__Provided records__:
#####
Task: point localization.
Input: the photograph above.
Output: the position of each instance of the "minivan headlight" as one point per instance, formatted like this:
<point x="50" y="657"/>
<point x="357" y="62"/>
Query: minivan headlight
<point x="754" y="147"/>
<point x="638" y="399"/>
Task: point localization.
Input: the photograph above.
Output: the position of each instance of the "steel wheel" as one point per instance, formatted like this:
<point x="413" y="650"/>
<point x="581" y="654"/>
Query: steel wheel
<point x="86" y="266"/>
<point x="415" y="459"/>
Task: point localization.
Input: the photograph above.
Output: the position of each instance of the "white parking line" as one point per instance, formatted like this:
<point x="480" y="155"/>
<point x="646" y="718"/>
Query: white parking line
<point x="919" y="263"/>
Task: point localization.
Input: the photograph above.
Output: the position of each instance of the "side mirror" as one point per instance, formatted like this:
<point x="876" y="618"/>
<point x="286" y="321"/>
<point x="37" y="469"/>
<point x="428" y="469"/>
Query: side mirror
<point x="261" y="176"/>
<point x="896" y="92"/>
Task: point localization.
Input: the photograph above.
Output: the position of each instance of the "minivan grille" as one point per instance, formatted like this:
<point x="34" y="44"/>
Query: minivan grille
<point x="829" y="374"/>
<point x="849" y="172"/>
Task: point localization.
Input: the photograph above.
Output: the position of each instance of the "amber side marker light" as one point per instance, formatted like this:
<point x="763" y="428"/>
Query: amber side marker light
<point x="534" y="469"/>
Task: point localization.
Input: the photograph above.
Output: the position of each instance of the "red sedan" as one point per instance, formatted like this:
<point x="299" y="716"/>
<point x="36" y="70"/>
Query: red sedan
#####
Would you output the full listing exactly as it stands?

__Exercise output__:
Task: point localization.
Input: the photograph above.
Output: the position of each instance of the "minivan headlight" as one point per instance, formatted like this:
<point x="50" y="657"/>
<point x="357" y="62"/>
Query: minivan headlight
<point x="754" y="147"/>
<point x="638" y="399"/>
Task: point localization.
Input: the photograph above.
Output: the position of each instance of the "steel wheel" as one point per instance, formatted like this:
<point x="413" y="650"/>
<point x="581" y="654"/>
Query: steel wheel
<point x="86" y="266"/>
<point x="415" y="459"/>
Task: point localization.
Input: the photograph above.
Output: the position of each instance of the "white parking line" as one point per instance, formatted like this:
<point x="480" y="155"/>
<point x="646" y="718"/>
Query: white parking line
<point x="919" y="263"/>
Task: point localization.
Input: the photograph above.
Output: the position of each instance of the "side mirror" as one point per instance, formatted like this:
<point x="876" y="618"/>
<point x="286" y="321"/>
<point x="37" y="469"/>
<point x="428" y="469"/>
Query: side mirror
<point x="261" y="176"/>
<point x="896" y="92"/>
Task: point localization.
Input: the photograph above.
Output: the position of each instance of the "minivan grille" as one point per instance, formatted like this:
<point x="34" y="44"/>
Query: minivan grille
<point x="829" y="374"/>
<point x="849" y="172"/>
Task: point localization.
Input: the photograph above.
Output: the position of each instance of the "amber side marker light" as one point per instance, formatted like this:
<point x="763" y="428"/>
Query: amber side marker light
<point x="534" y="469"/>
Task: point localization.
Input: the photograph above.
Output: the position of each instance of the "red sedan" as one point per instance, formatted like this:
<point x="299" y="716"/>
<point x="36" y="70"/>
Query: red sedan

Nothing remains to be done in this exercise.